### Exercise aim:
Retype exactly the lines from the line with "[pin] rear side window -- one per line" to the end of the data, keeping both boundary lines.

(A run of records)
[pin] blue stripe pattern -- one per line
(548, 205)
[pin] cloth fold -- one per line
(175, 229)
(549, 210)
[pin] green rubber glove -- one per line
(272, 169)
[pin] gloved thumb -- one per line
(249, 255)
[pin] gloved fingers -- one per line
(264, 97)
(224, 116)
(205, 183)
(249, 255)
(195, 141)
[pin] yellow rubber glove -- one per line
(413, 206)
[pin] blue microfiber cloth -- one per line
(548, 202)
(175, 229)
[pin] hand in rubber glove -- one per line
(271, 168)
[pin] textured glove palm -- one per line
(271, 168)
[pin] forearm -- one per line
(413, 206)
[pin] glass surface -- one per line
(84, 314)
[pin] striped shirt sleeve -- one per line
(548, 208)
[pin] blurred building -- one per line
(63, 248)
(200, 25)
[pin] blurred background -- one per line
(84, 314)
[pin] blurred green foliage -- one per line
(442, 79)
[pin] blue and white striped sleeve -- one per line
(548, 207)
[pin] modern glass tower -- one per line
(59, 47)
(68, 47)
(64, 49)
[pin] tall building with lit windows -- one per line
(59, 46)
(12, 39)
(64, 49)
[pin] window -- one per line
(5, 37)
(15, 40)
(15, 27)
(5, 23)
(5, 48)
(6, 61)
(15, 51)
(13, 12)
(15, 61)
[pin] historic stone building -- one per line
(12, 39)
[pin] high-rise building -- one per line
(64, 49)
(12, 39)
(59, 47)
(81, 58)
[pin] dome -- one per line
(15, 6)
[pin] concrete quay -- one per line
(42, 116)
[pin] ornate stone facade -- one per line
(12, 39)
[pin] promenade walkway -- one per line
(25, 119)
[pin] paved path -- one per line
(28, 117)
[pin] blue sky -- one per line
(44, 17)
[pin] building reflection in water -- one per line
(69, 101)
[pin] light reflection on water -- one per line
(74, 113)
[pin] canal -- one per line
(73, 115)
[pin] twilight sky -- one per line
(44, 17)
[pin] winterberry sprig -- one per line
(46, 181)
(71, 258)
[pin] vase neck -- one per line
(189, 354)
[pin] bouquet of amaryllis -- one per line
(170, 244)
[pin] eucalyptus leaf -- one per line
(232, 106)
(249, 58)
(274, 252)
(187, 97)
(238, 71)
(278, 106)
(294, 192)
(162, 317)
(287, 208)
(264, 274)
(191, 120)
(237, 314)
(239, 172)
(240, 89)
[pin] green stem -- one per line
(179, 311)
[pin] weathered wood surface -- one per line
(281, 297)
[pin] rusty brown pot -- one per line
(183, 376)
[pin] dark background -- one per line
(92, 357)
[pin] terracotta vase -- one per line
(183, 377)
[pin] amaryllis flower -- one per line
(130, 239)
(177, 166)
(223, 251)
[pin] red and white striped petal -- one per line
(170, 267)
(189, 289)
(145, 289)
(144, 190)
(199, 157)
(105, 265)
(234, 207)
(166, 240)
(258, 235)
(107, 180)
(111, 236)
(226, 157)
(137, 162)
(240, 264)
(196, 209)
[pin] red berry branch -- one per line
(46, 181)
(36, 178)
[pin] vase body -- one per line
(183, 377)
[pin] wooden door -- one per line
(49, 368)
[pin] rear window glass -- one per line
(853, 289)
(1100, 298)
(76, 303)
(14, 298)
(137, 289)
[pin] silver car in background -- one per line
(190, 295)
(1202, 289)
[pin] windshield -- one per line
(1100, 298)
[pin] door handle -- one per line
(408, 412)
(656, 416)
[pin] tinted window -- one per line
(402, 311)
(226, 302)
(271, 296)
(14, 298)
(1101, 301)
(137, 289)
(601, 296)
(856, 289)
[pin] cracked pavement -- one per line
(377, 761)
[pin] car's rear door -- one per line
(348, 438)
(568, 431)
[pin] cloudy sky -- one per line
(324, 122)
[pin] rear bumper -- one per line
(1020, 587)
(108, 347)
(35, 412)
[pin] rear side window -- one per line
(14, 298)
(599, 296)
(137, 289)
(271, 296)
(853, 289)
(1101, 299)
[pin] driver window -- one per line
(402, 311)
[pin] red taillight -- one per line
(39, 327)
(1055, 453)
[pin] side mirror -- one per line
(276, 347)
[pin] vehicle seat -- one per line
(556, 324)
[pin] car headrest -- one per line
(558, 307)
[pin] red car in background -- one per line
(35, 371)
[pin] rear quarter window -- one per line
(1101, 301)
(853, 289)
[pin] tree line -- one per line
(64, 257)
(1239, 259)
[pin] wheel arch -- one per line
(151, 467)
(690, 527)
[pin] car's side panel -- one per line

### Solution to this exercise:
[pin] rear side window -- one per line
(14, 298)
(599, 296)
(137, 289)
(271, 296)
(853, 289)
(1101, 299)
[pin] driver window -- one per line
(402, 311)
[pin] red taillight -- one per line
(39, 327)
(1055, 453)
[pin] side mirror -- one per line
(276, 347)
[pin] vehicle seat -- one per line
(556, 324)
[pin] car headrest -- one per line
(558, 307)
[pin] red car in background -- one per line
(35, 371)
[pin] rear quarter window -- one per line
(1101, 301)
(853, 289)
[pin] tree line -- one per line
(64, 257)
(1239, 259)
[pin] wheel arch -- one per line
(151, 467)
(690, 527)
[pin] car's side panel -- one per line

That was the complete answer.